■ MATERIAL SHOWN:
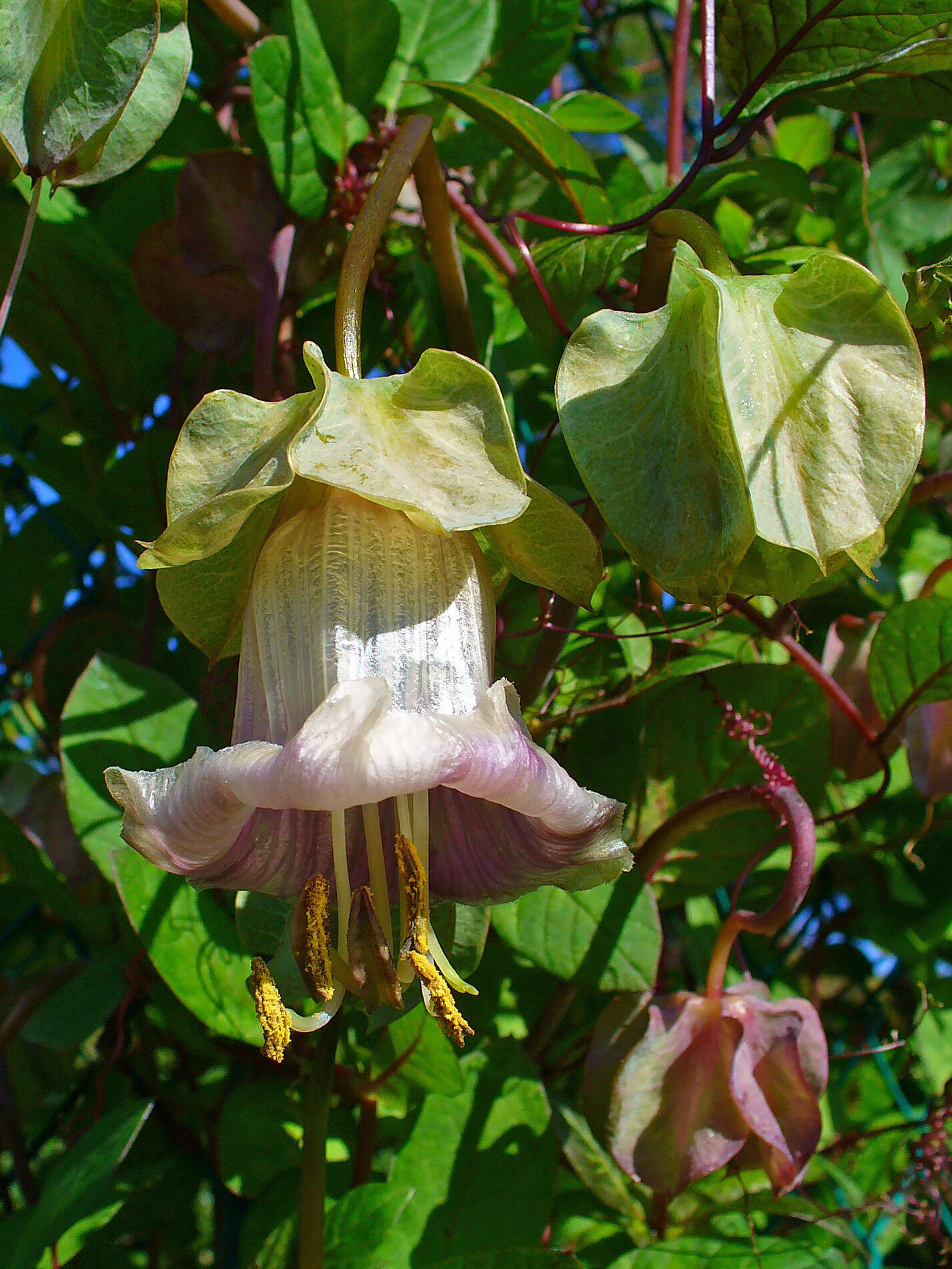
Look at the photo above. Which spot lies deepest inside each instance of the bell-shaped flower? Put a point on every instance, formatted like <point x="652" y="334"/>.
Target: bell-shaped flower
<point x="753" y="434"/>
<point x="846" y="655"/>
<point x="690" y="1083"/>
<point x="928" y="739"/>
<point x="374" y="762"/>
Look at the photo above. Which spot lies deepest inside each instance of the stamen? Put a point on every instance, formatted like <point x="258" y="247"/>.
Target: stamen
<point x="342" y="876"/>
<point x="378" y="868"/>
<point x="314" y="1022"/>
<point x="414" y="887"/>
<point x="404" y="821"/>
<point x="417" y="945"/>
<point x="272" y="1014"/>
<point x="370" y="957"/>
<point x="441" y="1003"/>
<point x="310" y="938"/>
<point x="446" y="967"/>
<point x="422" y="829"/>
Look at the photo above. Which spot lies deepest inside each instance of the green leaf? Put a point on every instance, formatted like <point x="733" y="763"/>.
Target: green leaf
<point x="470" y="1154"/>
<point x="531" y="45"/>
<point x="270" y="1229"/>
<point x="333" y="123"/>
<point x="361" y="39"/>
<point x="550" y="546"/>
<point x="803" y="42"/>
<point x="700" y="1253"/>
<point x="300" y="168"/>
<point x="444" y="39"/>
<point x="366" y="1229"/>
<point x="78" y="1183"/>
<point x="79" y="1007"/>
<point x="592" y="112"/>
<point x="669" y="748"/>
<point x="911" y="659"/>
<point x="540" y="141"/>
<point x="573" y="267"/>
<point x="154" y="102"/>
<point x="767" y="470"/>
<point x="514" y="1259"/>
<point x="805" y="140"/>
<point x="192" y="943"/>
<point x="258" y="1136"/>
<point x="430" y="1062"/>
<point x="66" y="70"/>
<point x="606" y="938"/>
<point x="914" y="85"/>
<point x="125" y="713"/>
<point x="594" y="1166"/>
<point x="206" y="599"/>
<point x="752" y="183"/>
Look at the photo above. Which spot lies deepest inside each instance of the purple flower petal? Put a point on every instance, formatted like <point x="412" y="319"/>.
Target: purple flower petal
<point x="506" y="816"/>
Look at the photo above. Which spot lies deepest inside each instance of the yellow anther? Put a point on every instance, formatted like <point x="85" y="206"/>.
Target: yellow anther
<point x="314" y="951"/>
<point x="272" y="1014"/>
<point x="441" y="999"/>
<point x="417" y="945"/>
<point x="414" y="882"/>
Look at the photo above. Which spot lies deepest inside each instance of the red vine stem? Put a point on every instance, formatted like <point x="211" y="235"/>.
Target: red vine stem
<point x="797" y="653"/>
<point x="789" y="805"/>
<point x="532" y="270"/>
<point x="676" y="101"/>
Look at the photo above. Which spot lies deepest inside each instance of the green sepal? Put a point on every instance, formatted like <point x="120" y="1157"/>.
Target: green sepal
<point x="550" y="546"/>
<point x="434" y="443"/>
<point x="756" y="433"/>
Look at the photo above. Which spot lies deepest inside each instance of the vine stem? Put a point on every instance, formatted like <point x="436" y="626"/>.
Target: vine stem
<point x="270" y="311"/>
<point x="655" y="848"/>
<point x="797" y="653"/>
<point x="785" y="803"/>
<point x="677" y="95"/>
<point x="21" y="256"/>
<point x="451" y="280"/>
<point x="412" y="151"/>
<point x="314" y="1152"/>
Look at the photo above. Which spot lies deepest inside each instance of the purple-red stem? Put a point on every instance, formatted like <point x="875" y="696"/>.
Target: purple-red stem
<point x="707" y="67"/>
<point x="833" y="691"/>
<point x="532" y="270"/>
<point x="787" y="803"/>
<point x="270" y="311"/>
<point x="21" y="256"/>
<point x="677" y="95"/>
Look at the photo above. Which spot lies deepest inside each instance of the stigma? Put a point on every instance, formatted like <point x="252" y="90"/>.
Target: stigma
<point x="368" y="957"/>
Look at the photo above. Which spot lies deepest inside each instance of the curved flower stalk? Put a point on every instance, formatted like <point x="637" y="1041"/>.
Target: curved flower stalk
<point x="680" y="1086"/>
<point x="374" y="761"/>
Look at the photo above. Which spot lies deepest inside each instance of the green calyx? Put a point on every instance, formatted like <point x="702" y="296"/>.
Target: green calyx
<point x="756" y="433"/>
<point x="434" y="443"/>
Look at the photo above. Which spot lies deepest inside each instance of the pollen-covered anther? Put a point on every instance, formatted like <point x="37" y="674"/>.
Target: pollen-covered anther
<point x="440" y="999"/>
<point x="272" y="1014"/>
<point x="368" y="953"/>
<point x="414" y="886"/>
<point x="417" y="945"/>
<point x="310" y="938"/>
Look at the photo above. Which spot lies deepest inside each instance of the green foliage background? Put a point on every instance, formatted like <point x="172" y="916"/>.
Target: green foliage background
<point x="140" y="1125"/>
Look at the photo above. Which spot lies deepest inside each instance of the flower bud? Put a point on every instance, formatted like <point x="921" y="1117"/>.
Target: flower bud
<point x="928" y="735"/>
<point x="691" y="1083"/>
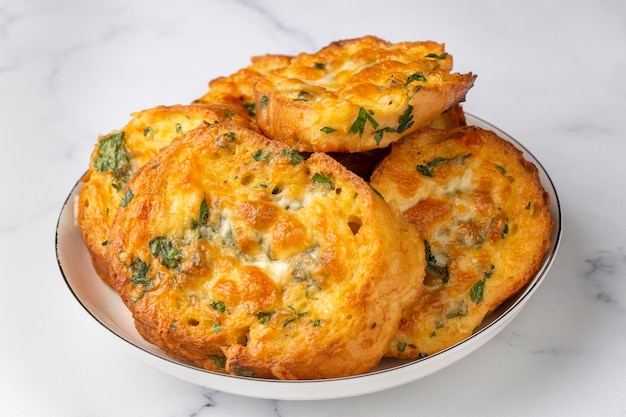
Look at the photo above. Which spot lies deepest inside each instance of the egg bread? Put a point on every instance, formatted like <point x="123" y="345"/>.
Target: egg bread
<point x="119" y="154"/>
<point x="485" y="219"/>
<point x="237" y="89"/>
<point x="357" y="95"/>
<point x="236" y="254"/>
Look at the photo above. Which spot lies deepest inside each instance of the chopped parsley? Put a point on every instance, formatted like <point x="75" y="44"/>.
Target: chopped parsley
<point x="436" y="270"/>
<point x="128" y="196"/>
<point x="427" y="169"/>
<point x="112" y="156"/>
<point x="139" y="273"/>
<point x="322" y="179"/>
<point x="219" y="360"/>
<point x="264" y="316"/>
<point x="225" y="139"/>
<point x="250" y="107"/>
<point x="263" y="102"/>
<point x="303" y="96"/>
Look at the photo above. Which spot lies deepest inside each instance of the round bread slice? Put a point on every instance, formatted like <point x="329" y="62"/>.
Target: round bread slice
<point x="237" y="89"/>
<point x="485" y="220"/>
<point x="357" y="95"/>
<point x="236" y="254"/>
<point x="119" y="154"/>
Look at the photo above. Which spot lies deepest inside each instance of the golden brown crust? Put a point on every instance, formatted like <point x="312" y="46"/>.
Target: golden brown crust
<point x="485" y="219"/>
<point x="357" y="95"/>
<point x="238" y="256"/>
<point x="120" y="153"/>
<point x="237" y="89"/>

■ WORK REQUIRED: From first line to last, return the records verbatim without their pictures.

■ RESPONSE TO THIS TASK:
Look at the photo above. Which spot lies deepest inside each instance of the bell-shaped flower? Put a point on every instance, formatted like <point x="652" y="334"/>.
Target: bell-shaped flower
<point x="753" y="434"/>
<point x="846" y="655"/>
<point x="690" y="1083"/>
<point x="928" y="739"/>
<point x="374" y="762"/>
Look at the photo above. Which spot lies deepest inside each instance of the stamen? Put a point on every instance, formatted like <point x="258" y="247"/>.
Target: stamen
<point x="342" y="876"/>
<point x="378" y="868"/>
<point x="314" y="1022"/>
<point x="414" y="887"/>
<point x="404" y="821"/>
<point x="417" y="945"/>
<point x="272" y="1014"/>
<point x="370" y="957"/>
<point x="441" y="1003"/>
<point x="310" y="938"/>
<point x="446" y="967"/>
<point x="422" y="829"/>
Look at the photo above. Which spot lies deepest inside each instance of the green leaf? Put a point on every instance, formatted like <point x="733" y="763"/>.
Target: green leaf
<point x="470" y="1154"/>
<point x="531" y="45"/>
<point x="270" y="1229"/>
<point x="333" y="123"/>
<point x="361" y="39"/>
<point x="550" y="546"/>
<point x="803" y="42"/>
<point x="700" y="1253"/>
<point x="300" y="168"/>
<point x="444" y="39"/>
<point x="366" y="1229"/>
<point x="78" y="1183"/>
<point x="79" y="1007"/>
<point x="592" y="112"/>
<point x="669" y="748"/>
<point x="911" y="659"/>
<point x="540" y="141"/>
<point x="573" y="267"/>
<point x="154" y="102"/>
<point x="767" y="470"/>
<point x="514" y="1259"/>
<point x="805" y="140"/>
<point x="192" y="943"/>
<point x="258" y="1136"/>
<point x="430" y="1062"/>
<point x="66" y="70"/>
<point x="606" y="938"/>
<point x="914" y="85"/>
<point x="125" y="713"/>
<point x="594" y="1166"/>
<point x="206" y="599"/>
<point x="752" y="183"/>
Look at the photo above. Which spot lies deepest inside each instance of the purple flower petal? Put a point on every instance, formatted like <point x="412" y="319"/>.
Target: purple flower petal
<point x="506" y="816"/>
Look at the photo above. Which spot lies deepest inside each instance of the yellow anther? Put a point on every instance, formatted like <point x="85" y="206"/>.
Target: yellow anther
<point x="314" y="951"/>
<point x="272" y="1014"/>
<point x="441" y="999"/>
<point x="417" y="945"/>
<point x="414" y="882"/>
Look at the photo above. Which spot lies deepest inside each instance of the red vine stem? Put a point on every instance, formatted like <point x="211" y="235"/>.
Target: red vine stem
<point x="797" y="653"/>
<point x="789" y="805"/>
<point x="532" y="270"/>
<point x="676" y="101"/>
Look at the photo above. Which spot lies deepest inside each instance of the green sepal? Put a point on every instance, formatted like <point x="120" y="1157"/>.
Target: green sepal
<point x="550" y="546"/>
<point x="434" y="443"/>
<point x="756" y="433"/>
Look at the photo above. Which spot lies deepest inside each instance of the vine stem? Put a point on every instance, formatted like <point x="436" y="626"/>.
Target: vine stem
<point x="270" y="311"/>
<point x="655" y="848"/>
<point x="797" y="653"/>
<point x="785" y="803"/>
<point x="677" y="95"/>
<point x="21" y="256"/>
<point x="451" y="280"/>
<point x="412" y="151"/>
<point x="314" y="1152"/>
Look at the photo above. Which spot lies deepest inside each instance of the purple-red stem? Put a point on every instance, formatted like <point x="875" y="696"/>.
Target: purple-red stem
<point x="707" y="67"/>
<point x="833" y="691"/>
<point x="532" y="270"/>
<point x="787" y="803"/>
<point x="270" y="311"/>
<point x="21" y="256"/>
<point x="677" y="95"/>
Look at the photo above. Which spot lies deepest inside each instance of the stigma? Put a point on every instance, formatted like <point x="252" y="90"/>.
Target: stigma
<point x="368" y="957"/>
Look at the photo above. Which spot lies deepest inside each instance of the curved flower stalk? Put a point on every instance, formatted like <point x="637" y="1041"/>.
Target: curved flower stalk
<point x="680" y="1086"/>
<point x="374" y="761"/>
Look at the photo above. Which spot lies deepest inside each instance of the green calyx? Put a point on every instance, formatted like <point x="702" y="296"/>.
Target: green calyx
<point x="756" y="433"/>
<point x="434" y="443"/>
Look at the photo above. Which spot lies deepest inside each instance of the pollen-covered anther? Put a point on every instance, formatted like <point x="37" y="674"/>.
Target: pollen-covered anther
<point x="440" y="999"/>
<point x="272" y="1014"/>
<point x="368" y="953"/>
<point x="414" y="886"/>
<point x="417" y="945"/>
<point x="310" y="938"/>
Look at the photo above. Which spot lies deepest inside each instance of the green foliage background? Put a point on every instance, formatted like <point x="172" y="916"/>.
Target: green foliage background
<point x="140" y="1125"/>
Look at the photo above. Which spot lies deepest inside each instance of the flower bud? Put a point on every instance, formatted like <point x="921" y="1117"/>.
Target: flower bud
<point x="928" y="735"/>
<point x="691" y="1083"/>
Look at the photo above. Which spot lies deepest inside each instance of the egg bread? Put a point on every instance, formatted like <point x="123" y="345"/>.
Target: egg bread
<point x="119" y="154"/>
<point x="485" y="219"/>
<point x="237" y="89"/>
<point x="357" y="95"/>
<point x="236" y="254"/>
Look at the photo above. Which spot lies deepest inside each instance of the chopped parsley? Put a point on every instance, formatted like <point x="75" y="44"/>.
Target: chopped parsley
<point x="436" y="270"/>
<point x="128" y="196"/>
<point x="427" y="169"/>
<point x="112" y="156"/>
<point x="139" y="273"/>
<point x="322" y="179"/>
<point x="219" y="360"/>
<point x="264" y="316"/>
<point x="225" y="139"/>
<point x="250" y="107"/>
<point x="263" y="102"/>
<point x="303" y="96"/>
Look at the photo above. Which spot lies deepest inside each instance of the round bread slice? Put a point on every instance, formatted like <point x="329" y="62"/>.
Target: round bread slice
<point x="237" y="89"/>
<point x="485" y="220"/>
<point x="357" y="95"/>
<point x="236" y="254"/>
<point x="119" y="154"/>
Look at the photo above. Which spot lies deepest inside each instance of the golden brown crust? Put a point on every instance, formatted like <point x="312" y="46"/>.
Target: golden brown crust
<point x="485" y="219"/>
<point x="357" y="95"/>
<point x="238" y="256"/>
<point x="120" y="153"/>
<point x="237" y="89"/>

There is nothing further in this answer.